Dataset excerpts on object pointing:
<<<<

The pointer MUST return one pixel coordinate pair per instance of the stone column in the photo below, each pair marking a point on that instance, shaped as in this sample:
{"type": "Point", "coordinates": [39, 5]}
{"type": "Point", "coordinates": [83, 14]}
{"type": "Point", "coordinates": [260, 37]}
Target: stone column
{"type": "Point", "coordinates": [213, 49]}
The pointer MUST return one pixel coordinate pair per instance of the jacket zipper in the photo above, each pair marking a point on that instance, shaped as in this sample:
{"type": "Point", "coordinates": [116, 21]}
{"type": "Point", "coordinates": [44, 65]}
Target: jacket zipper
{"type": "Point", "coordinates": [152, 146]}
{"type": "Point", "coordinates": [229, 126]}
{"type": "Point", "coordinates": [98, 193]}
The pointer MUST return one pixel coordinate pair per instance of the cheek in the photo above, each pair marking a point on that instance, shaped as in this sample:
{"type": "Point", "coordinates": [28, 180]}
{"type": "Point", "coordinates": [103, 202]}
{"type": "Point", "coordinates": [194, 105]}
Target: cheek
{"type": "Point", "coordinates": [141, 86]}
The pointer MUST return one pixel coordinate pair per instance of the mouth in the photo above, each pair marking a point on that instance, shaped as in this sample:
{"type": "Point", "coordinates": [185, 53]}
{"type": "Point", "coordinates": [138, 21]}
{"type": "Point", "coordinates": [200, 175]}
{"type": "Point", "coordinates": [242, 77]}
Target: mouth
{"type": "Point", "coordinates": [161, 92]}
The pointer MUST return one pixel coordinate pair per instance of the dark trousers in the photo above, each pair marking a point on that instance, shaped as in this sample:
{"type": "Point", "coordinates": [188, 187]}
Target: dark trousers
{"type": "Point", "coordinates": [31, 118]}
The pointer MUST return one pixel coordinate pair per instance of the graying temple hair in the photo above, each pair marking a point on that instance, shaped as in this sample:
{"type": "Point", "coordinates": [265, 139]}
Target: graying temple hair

>>>>

Can you quote all of the data above word for word, without changing a single character?

The pointer MUST return one pixel coordinate pair per instance of the stone column in the photo below, each pair marking a point on that instance, shaped as in this sample:
{"type": "Point", "coordinates": [39, 5]}
{"type": "Point", "coordinates": [83, 14]}
{"type": "Point", "coordinates": [260, 37]}
Target: stone column
{"type": "Point", "coordinates": [213, 49]}
The pointer MUST return one pixel coordinate pair per instance of the jacket zipper in the photo above, each pair marking a point on that instance, shaped as in this sample:
{"type": "Point", "coordinates": [116, 21]}
{"type": "Point", "coordinates": [44, 65]}
Target: jacket zipper
{"type": "Point", "coordinates": [152, 146]}
{"type": "Point", "coordinates": [229, 126]}
{"type": "Point", "coordinates": [98, 193]}
The pointer MUST return one pixel coordinate pair per instance of the cheek in the photo above, each pair marking a point on that instance, shaped as in this sample:
{"type": "Point", "coordinates": [28, 180]}
{"type": "Point", "coordinates": [103, 202]}
{"type": "Point", "coordinates": [194, 105]}
Target: cheek
{"type": "Point", "coordinates": [141, 86]}
The pointer MUST return one pixel coordinate pair per instance of the mouth in the photo above, each pair marking a point on that instance, shaped as in this sample:
{"type": "Point", "coordinates": [185, 53]}
{"type": "Point", "coordinates": [138, 21]}
{"type": "Point", "coordinates": [200, 175]}
{"type": "Point", "coordinates": [242, 77]}
Target: mouth
{"type": "Point", "coordinates": [161, 92]}
The pointer MUST return one pixel coordinate pair per instance of the dark trousers in the photo above, each pair marking a point on that instance, shaped as in this sample:
{"type": "Point", "coordinates": [188, 187]}
Target: dark trousers
{"type": "Point", "coordinates": [31, 118]}
The pointer MUST return one pixel coordinate pair per instance of the graying temple hair in the photo above, each pair marking a point on that instance, shaped as in this sample:
{"type": "Point", "coordinates": [265, 139]}
Target: graying temple hair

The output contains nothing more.